EXTRACT:
■ ■ ■

President Bush has just lost his right-hand man, but he’s about to gain a son.
Jenna Bush, the Bushes’ youngest-by-minutes twin daughter, yesterday announced her engagement to longtime beau Henry Hager, once a White House intern who worked under senior presidential adviser Karl Rove, who this week announced his resignation.
One close family friend says a White House wedding might be in the works — the first since 1971 when Tricia Nixon was married.
“We’ve already heard talk of that today, so that just might happen,” said the friend, who asked not to be identified.
The first lady’s office put out a statement yesterday that said, “President and Mrs. George W. Bush are happy to announce the engagement of their daughter, Jenna Bush, to Mr. Henry Hager, son of the Honorable and Mrs. John H. Hager of Richmond, Virginia.”
Mr. Hager, 29, and Miss Bush, 25, became engaged in Maine on Wednesday. (Mrs. Bush’s office would not say if the handsome young man knelt on one knee, or even if the engagement took place at the elder Bushes’ Kennebunkport home on Walker’s Point.)
“No wedding date has been set,” the two-paragraph statement said.

■ ■ ■

TASK GOAL: Extract the passage of the engagement announcement text from "One close family" to "two-paragraph statement said.", word for word.

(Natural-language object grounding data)

■ ■ ■

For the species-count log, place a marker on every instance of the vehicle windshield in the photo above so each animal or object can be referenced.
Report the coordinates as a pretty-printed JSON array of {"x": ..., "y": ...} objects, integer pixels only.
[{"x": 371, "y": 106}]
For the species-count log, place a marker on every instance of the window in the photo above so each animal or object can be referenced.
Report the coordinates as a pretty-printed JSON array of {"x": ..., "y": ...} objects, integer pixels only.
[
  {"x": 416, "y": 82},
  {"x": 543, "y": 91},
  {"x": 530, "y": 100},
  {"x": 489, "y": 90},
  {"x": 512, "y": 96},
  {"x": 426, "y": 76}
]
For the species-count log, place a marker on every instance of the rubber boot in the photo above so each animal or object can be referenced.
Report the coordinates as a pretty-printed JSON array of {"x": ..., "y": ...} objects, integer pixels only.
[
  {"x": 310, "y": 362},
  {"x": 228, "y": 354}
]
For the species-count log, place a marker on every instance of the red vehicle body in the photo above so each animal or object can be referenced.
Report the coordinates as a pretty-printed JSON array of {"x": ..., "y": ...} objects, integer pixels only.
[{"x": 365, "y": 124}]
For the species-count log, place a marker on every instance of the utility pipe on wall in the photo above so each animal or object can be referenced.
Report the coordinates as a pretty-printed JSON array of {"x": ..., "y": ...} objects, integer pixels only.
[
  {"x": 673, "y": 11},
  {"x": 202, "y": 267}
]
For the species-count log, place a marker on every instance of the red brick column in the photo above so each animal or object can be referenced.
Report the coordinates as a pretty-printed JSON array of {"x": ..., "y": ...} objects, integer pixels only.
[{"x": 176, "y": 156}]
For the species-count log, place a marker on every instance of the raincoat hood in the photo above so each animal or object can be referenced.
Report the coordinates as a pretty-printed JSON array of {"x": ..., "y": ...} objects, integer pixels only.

■ ■ ■

FINAL ANSWER:
One close family friend says a White House wedding might be in the works — the first since 1971 when Tricia Nixon was married.
“We’ve already heard talk of that today, so that just might happen,” said the friend, who asked not to be identified.
The first lady’s office put out a statement yesterday that said, “President and Mrs. George W. Bush are happy to announce the engagement of their daughter, Jenna Bush, to Mr. Henry Hager, son of the Honorable and Mrs. John H. Hager of Richmond, Virginia.”
Mr. Hager, 29, and Miss Bush, 25, became engaged in Maine on Wednesday. (Mrs. Bush’s office would not say if the handsome young man knelt on one knee, or even if the engagement took place at the elder Bushes’ Kennebunkport home on Walker’s Point.)
“No wedding date has been set,” the two-paragraph statement said.